### Exercise directions
For the copy, please give all of the data again exactly and leave the pictures out.

#### Material for this task

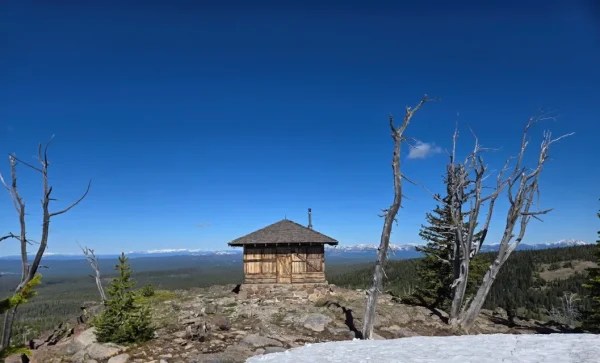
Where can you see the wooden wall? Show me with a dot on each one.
(284, 264)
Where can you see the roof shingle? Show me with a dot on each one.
(284, 231)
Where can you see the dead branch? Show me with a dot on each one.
(389, 217)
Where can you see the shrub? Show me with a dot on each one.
(148, 290)
(123, 320)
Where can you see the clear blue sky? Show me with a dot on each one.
(199, 122)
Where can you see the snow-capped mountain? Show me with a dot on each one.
(397, 251)
(540, 246)
(363, 247)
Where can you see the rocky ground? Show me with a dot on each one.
(232, 323)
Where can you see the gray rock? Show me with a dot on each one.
(316, 322)
(121, 358)
(210, 308)
(103, 351)
(274, 350)
(258, 341)
(86, 337)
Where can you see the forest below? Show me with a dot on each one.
(531, 283)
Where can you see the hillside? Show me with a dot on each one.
(530, 284)
(66, 284)
(226, 324)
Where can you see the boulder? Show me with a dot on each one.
(103, 351)
(316, 322)
(210, 308)
(221, 322)
(86, 337)
(269, 350)
(121, 358)
(258, 341)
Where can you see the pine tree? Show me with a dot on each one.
(435, 272)
(123, 320)
(592, 317)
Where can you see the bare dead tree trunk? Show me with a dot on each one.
(389, 218)
(93, 261)
(29, 270)
(522, 187)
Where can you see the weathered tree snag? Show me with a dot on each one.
(93, 261)
(389, 218)
(29, 270)
(522, 187)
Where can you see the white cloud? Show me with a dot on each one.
(423, 150)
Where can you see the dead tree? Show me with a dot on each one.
(93, 261)
(30, 268)
(389, 218)
(467, 185)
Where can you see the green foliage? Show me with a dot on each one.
(14, 350)
(554, 266)
(21, 297)
(435, 272)
(517, 287)
(123, 320)
(148, 290)
(591, 320)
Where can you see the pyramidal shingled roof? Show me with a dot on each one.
(284, 231)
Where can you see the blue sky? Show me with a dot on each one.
(198, 123)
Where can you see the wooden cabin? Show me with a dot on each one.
(284, 252)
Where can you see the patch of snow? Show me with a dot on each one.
(485, 348)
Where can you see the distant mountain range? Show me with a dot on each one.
(400, 248)
(397, 251)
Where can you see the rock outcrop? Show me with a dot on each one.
(227, 324)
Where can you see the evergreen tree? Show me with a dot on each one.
(592, 317)
(435, 271)
(123, 320)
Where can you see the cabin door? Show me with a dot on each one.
(284, 269)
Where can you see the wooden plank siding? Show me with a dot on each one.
(284, 264)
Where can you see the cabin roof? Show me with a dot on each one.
(284, 231)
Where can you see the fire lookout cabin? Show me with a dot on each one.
(284, 252)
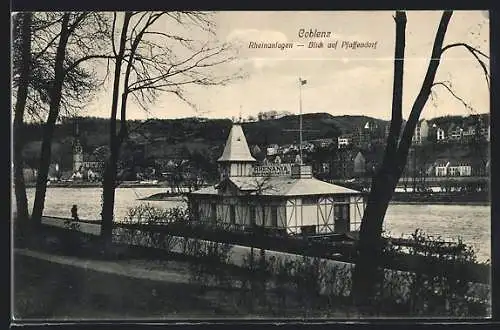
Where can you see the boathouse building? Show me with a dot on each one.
(281, 197)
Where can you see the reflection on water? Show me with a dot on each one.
(471, 223)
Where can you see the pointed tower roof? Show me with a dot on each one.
(236, 149)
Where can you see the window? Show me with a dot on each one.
(274, 216)
(232, 214)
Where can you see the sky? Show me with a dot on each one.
(341, 81)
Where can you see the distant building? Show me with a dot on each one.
(272, 149)
(421, 132)
(359, 164)
(343, 141)
(343, 164)
(281, 197)
(83, 162)
(440, 135)
(453, 168)
(455, 133)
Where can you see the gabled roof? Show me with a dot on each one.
(236, 148)
(280, 186)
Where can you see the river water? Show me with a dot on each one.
(470, 222)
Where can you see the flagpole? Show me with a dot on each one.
(300, 121)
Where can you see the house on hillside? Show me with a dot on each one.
(455, 133)
(285, 198)
(359, 167)
(344, 141)
(82, 162)
(421, 132)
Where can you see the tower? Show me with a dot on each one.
(77, 151)
(236, 159)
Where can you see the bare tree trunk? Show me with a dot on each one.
(396, 154)
(48, 132)
(22, 93)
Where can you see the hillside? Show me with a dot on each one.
(170, 138)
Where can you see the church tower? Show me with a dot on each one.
(236, 159)
(77, 151)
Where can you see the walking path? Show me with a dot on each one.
(141, 269)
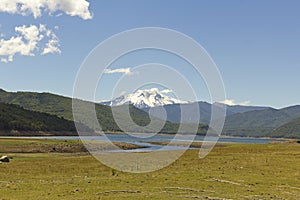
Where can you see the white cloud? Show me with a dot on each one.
(78, 8)
(125, 71)
(26, 42)
(166, 91)
(231, 102)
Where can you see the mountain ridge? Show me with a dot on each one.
(144, 99)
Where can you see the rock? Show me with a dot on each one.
(4, 159)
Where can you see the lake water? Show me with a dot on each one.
(143, 140)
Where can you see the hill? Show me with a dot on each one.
(191, 115)
(62, 107)
(259, 123)
(288, 130)
(16, 118)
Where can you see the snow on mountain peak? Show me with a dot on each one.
(145, 99)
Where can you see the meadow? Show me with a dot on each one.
(230, 171)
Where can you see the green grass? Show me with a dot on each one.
(231, 172)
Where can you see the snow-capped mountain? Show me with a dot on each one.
(145, 99)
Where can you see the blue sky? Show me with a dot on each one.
(255, 44)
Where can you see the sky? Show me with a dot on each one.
(255, 44)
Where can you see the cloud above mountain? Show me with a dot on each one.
(31, 40)
(28, 41)
(126, 71)
(78, 8)
(232, 102)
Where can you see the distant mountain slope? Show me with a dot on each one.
(191, 115)
(144, 99)
(62, 107)
(288, 130)
(13, 117)
(259, 123)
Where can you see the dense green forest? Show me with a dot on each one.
(288, 130)
(62, 107)
(14, 117)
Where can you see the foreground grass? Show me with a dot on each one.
(229, 172)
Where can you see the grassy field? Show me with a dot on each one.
(231, 171)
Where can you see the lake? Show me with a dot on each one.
(143, 140)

########

### Exercise result
Where can you see the wooden wall? Show me with a dot on each one.
(284, 264)
Where can you see the roof shingle? Show me with a dot on each one.
(284, 231)
Where can you see the dead branch? Show me with a dot on each one.
(389, 217)
Where can you see the shrub? Show me with a dot on each one.
(148, 290)
(123, 320)
Where can you see the clear blue sky? Show me with a dot on each one.
(199, 122)
Where can you see the snow-capped mountain? Show me with a dot on each one.
(397, 251)
(540, 246)
(363, 247)
Where can you see the rocky ground? Show me with a dot on each one.
(232, 323)
Where can you see the gray rock? Show me with a dot on each one.
(316, 322)
(121, 358)
(210, 308)
(103, 351)
(274, 350)
(258, 341)
(86, 337)
Where can you see the forest below? Show me with a dot on each one.
(531, 283)
Where can you see the hillside? Show me with a dot on each one.
(530, 284)
(66, 284)
(226, 324)
Where can you see the boulder? Show me with a dot on each one.
(103, 351)
(316, 322)
(210, 308)
(221, 322)
(86, 337)
(269, 350)
(121, 358)
(258, 341)
Where can you see the pine tree? Show me with a dot on each one.
(435, 272)
(123, 320)
(592, 317)
Where can you see the bare dead tree trunk? Show me with a dot on each one.
(389, 218)
(93, 261)
(29, 270)
(522, 187)
Where can you see the weathered tree snag? Show me with a dot on each one.
(93, 261)
(389, 218)
(29, 270)
(522, 187)
Where can you see the white cloud? Show me with a dot on each one.
(423, 150)
Where can you see the dead tree? Show me with a dot on each one.
(93, 261)
(30, 268)
(389, 218)
(467, 185)
Where can you see the green foliage? Show me with a dot on each one.
(14, 350)
(554, 266)
(21, 297)
(435, 272)
(517, 287)
(123, 320)
(148, 290)
(591, 320)
Where can you see the pyramidal shingled roof? Show me with a dot on each one.
(284, 231)
Where can you see the blue sky? Show me with a dot on each one.
(198, 123)
Where can you see the wooden cabin? Show me with a dot on each one.
(284, 252)
Where can you see the patch of snow? Show me with a dot on each one.
(485, 348)
Where can you see the distant mountain range? Show me with a dot on each one.
(400, 248)
(397, 251)
Where can you see the rock outcrop? Show me with a dot on each one.
(227, 324)
Where can you see the evergreen tree? Show me with a dot on each one.
(592, 317)
(435, 271)
(123, 320)
Where can you see the cabin door? Show me with a dot on each one.
(284, 269)
Where can you see the wooden plank siding? Show me with a dot on each one.
(284, 264)
Where can you see the cabin roof? Show me with a dot on each one.
(284, 231)
Where can you see the fire lookout cabin? Show me with a dot on each one.
(284, 252)
Where can you see the boathouse building? Show me with a dot on each one.
(281, 197)
Where can you see the reflection on water? Show me with a dot on each one.
(471, 223)
Where can you see the pointed tower roof? Show me with a dot on each one.
(236, 149)
Where can you see the window? Show me with a dot on each one.
(274, 216)
(232, 214)
Where can you see the sky? Show me with a dot on each one.
(341, 81)
Where can you see the distant building? Show me with a dot on each one.
(272, 149)
(421, 132)
(359, 164)
(343, 141)
(343, 164)
(281, 197)
(83, 162)
(440, 135)
(453, 168)
(455, 133)
Where can you see the gabled roof? Show me with a dot on each one.
(236, 148)
(280, 186)
Where can you see the river water? Show me with a dot on each one.
(470, 222)
Where can you see the flagpole? Show me with a dot on each one.
(300, 121)
Where can you see the house on hillside? Show me with a dot on each one.
(455, 133)
(285, 198)
(359, 167)
(344, 141)
(82, 162)
(421, 132)
Where can you see the tower? Show me with a dot on each one.
(77, 151)
(236, 159)
Where can you see the bare tree trunk? Show me with a dot on each one.
(396, 154)
(48, 132)
(22, 93)
Where can you see the hillside? Show me with a dot on each one.
(170, 138)
Where can you see the church tower? Show me with a dot on each one.
(236, 159)
(77, 151)
Where can you see the walking path? Show me with a dot on each one.
(141, 269)
Where can you see the white cloud? Show me with a dot on each one.
(78, 8)
(125, 71)
(26, 42)
(166, 91)
(231, 102)
Where can you see the mountain ridge? Show me with a dot on each one.
(144, 99)
Where can you see the rock? Show me with a dot on each one.
(4, 159)
Where can you see the lake water? Show me with a dot on each one.
(143, 140)
Where can you see the hill? Show me with a dot on each one.
(191, 115)
(62, 107)
(259, 123)
(288, 130)
(16, 118)
Where can you see the snow on mountain peak? Show me with a dot on each one.
(145, 99)
Where can you see the meadow? Show me with a dot on each one.
(230, 171)
Where can you see the green grass? Show me with a dot on each one.
(231, 172)
Where can you see the snow-capped mountain? Show me with a dot on each one.
(145, 99)
Where can you see the blue sky? Show me with a dot on each one.
(255, 44)
Where can you see the sky? Show me with a dot on each one.
(255, 44)
Where can you see the cloud above mountain? Show me with a dot on each one.
(31, 40)
(28, 41)
(126, 71)
(78, 8)
(232, 102)
Where can you see the distant mountain slope? Show me with a dot on each one.
(191, 115)
(144, 99)
(62, 107)
(288, 130)
(13, 117)
(259, 123)
Where can you see the dense green forest? Show me with a dot on each one.
(288, 130)
(62, 107)
(14, 117)
Where can you see the foreground grass? Show me with a dot on each one.
(229, 172)
Where can you see the grassy field? Show me with a dot on each one.
(231, 171)
Where can you see the lake? Show me with a dot on each one.
(143, 140)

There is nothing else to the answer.